◆ **TEXTE SOURCE**
Lorsque j’ai mis les pieds dans la salle de conférence à Genève, entourée de diplomates, d’universitaires, de militantes et de militants, j’ai réalisé que j’étais alors plus qu’une étudiante : j’étais témoin de conversations internationales sur l’avenir du monde. Cette occasion s’est présentée lorsque j’ai accompagné le professeur John Packer, titulaire de la bourse professorale Neuberger-Jesin, expert en résolution de conflits internationaux et conseiller spécial pro bono pour Conciliation Resources (une ONG londonienne œuvrant pour le maintien de la paix), lors d’une visite à Genève à la fin du mois de novembre 2024. Au programme : une rencontre sur la gestion de la diversité et la question des langues minoritaires en Syrie, des discussions sur la médiation des conflits d’autodétermination et la dix-septième session du Forum des Nations Unies sur les questions relatives aux minorités.

[Lignes du jeu de données]
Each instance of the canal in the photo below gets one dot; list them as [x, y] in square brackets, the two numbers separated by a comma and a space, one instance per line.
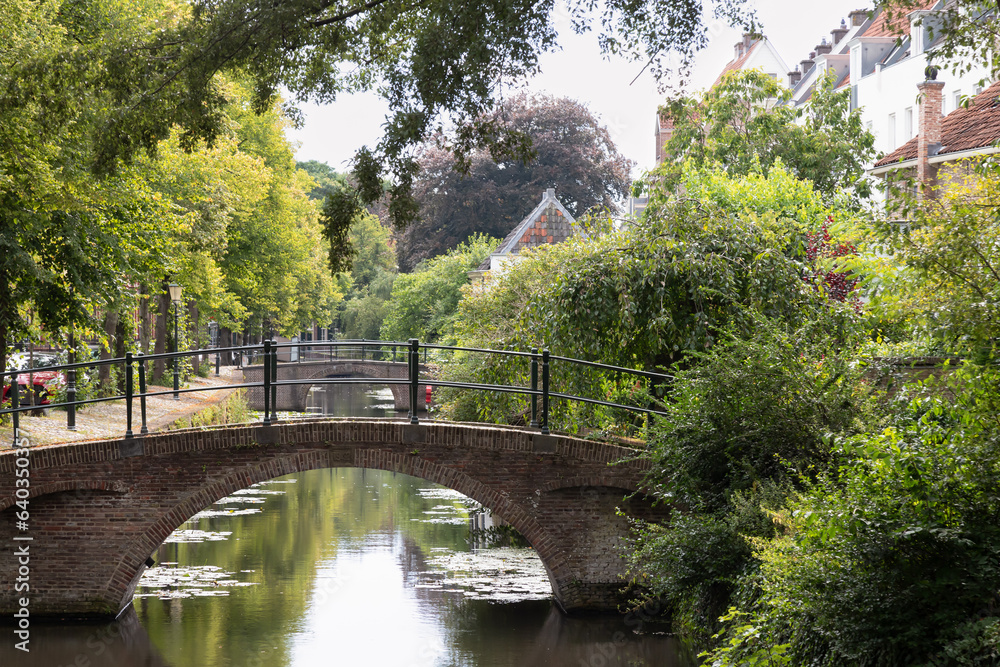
[349, 567]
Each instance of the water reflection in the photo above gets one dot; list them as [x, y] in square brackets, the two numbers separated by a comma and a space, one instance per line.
[344, 566]
[123, 643]
[350, 400]
[360, 565]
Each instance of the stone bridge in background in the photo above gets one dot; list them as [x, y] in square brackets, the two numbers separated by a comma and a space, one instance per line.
[99, 510]
[293, 397]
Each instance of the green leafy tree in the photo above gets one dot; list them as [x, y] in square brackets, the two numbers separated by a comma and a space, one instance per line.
[643, 296]
[745, 125]
[327, 179]
[891, 559]
[437, 63]
[372, 276]
[946, 280]
[571, 151]
[745, 425]
[424, 303]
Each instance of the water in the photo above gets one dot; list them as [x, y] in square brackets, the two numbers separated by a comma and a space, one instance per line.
[346, 567]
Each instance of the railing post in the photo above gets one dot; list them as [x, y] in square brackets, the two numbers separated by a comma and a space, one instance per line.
[142, 394]
[128, 396]
[177, 360]
[274, 380]
[545, 392]
[267, 383]
[534, 387]
[71, 387]
[15, 403]
[414, 378]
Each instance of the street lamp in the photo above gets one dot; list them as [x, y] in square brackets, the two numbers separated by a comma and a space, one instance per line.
[175, 296]
[213, 330]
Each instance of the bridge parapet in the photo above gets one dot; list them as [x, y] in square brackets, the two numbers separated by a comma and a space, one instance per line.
[99, 510]
[294, 396]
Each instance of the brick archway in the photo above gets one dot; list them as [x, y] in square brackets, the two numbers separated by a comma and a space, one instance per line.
[91, 546]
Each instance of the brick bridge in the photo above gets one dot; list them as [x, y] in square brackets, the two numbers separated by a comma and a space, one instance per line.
[293, 397]
[99, 510]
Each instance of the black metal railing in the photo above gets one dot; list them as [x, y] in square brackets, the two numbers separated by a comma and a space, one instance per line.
[135, 383]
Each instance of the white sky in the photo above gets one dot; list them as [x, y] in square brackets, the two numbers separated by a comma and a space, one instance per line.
[334, 132]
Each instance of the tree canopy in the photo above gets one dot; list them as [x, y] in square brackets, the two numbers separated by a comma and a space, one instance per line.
[571, 151]
[743, 124]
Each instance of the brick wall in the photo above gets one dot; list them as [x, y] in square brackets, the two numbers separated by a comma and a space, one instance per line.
[930, 118]
[100, 509]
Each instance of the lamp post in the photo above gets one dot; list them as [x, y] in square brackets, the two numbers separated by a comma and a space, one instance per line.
[175, 296]
[213, 329]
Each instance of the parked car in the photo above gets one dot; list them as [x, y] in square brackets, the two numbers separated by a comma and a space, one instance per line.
[43, 381]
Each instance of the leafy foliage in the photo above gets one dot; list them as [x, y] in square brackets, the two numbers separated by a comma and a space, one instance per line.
[643, 296]
[948, 284]
[742, 125]
[744, 425]
[424, 303]
[491, 192]
[893, 559]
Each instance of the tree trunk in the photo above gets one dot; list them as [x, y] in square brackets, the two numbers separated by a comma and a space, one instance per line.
[160, 346]
[144, 320]
[118, 349]
[107, 351]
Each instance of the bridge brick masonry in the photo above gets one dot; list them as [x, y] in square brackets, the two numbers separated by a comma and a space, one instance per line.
[293, 397]
[99, 510]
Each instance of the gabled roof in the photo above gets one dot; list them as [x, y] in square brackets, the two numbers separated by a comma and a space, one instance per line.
[737, 63]
[548, 223]
[899, 26]
[964, 129]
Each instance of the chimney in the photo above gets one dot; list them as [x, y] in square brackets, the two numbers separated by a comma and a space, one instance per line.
[808, 63]
[838, 33]
[929, 123]
[794, 77]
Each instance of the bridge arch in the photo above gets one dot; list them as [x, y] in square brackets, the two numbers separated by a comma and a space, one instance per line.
[532, 481]
[293, 397]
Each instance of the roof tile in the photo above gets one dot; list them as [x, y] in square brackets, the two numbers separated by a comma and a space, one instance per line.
[965, 128]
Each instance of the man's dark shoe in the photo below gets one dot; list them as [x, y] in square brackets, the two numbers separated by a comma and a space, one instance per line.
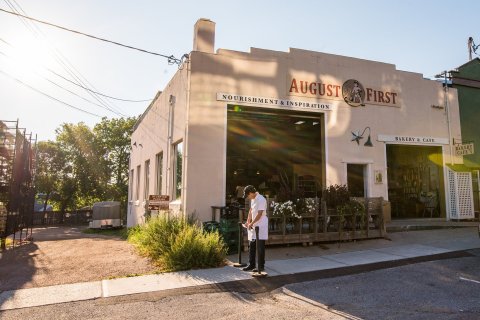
[248, 268]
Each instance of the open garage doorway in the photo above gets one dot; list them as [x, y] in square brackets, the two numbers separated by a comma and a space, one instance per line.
[280, 152]
[415, 181]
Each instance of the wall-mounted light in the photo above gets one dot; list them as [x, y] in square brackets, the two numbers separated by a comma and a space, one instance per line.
[357, 136]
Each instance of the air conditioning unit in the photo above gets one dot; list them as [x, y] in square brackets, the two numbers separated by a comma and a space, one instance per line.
[106, 214]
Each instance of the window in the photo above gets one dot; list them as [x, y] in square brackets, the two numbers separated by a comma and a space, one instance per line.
[177, 169]
[137, 191]
[159, 169]
[146, 189]
[130, 186]
[356, 179]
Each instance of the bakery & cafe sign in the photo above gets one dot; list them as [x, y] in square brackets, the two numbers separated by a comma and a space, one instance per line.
[464, 149]
[351, 91]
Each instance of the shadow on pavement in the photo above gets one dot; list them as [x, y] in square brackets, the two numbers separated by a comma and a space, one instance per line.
[17, 266]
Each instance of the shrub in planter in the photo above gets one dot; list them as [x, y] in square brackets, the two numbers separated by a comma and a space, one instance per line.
[177, 244]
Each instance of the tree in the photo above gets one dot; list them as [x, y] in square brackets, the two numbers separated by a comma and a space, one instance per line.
[86, 158]
[51, 164]
[84, 166]
[113, 137]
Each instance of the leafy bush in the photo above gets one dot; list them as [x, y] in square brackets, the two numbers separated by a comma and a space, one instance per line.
[177, 244]
[336, 195]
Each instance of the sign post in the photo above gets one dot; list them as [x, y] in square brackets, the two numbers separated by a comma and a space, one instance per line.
[464, 149]
[158, 202]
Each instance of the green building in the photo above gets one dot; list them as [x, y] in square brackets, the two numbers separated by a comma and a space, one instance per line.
[466, 79]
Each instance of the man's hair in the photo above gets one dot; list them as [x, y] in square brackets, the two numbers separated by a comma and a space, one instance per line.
[248, 189]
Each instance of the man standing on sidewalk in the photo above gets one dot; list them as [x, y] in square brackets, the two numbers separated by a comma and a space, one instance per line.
[257, 217]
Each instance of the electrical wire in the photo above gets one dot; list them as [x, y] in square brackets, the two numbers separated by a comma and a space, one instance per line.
[96, 92]
[62, 60]
[61, 87]
[47, 95]
[171, 59]
[79, 85]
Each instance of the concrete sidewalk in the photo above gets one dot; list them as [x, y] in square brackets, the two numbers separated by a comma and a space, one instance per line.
[280, 261]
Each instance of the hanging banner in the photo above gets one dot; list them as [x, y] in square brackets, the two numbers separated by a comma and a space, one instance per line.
[464, 149]
[158, 202]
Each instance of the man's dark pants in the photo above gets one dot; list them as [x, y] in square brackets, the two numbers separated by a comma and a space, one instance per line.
[252, 250]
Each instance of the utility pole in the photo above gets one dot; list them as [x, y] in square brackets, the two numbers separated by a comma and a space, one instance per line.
[470, 44]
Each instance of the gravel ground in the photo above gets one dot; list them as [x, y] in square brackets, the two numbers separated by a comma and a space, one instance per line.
[60, 255]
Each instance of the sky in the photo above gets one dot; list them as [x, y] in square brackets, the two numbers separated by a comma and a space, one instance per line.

◆ **CONSIGNES**
[a] Indiquez, pour chacune des affirmations suivantes, si elle concorde avec le texte source, en répondant par oui ou par non et en citant fidèlement les mots qui tranchent : (i) la visite à Genève a eu lieu à la fin du mois de novembre 2024 ; (ii) Conciliation Resources est une ONG basée à Genève ; (iii) le programme comprenait la seizième session du Forum des Nations Unies sur les questions relatives aux minorités.
[b] Reformulez sous forme de liste le paragraphe du texte source commençant par « Lorsque j'ai mis les pieds », en conservant ses faits principaux.
[c] Répondez brièvement à ces questions d'après le texte source :
(i) Quelle bourse professorale John Packer détient-il ?
(ii) Sur quel pays portait la rencontre consacrée aux langues minoritaires ?
(iii) Qui se trouvait dans la salle de conférence à Genève ?
Appuyez-vous uniquement sur le texte source.

◆ **RÉPONSES**
[a]
(i) Oui : « à la fin du mois de novembre 2024 ».
(ii) Non : « une ONG londonienne œuvrant pour le maintien de la paix ».
(iii) Non : « la dix-septième session du Forum des Nations Unies sur les questions relatives aux minorités ».

[b]
- Cadre : une salle de conférence à Genève, au milieu de diplomates, d'universitaires, de militantes et de militants ; l'étudiante s'y découvre témoin de conversations internationales sur l'avenir du monde.
- Occasion : elle accompagne le professeur John Packer lors d'une visite à Genève à la fin du mois de novembre 2024.
- John Packer : titulaire de la bourse professorale Neuberger-Jesin, expert en résolution de conflits internationaux, conseiller spécial pro bono pour Conciliation Resources, une ONG londonienne œuvrant pour le maintien de la paix.
- Programme :
  - une rencontre sur la gestion de la diversité et la question des langues minoritaires en Syrie ;
  - des discussions sur la médiation des conflits d'autodétermination ;
  - la dix-septième session du Forum des Nations Unies sur les questions relatives aux minorités.

[c]
(i) La bourse professorale Neuberger-Jesin.
(ii) La Syrie.
(iii) Des diplomates, des universitaires, des militantes et des militants.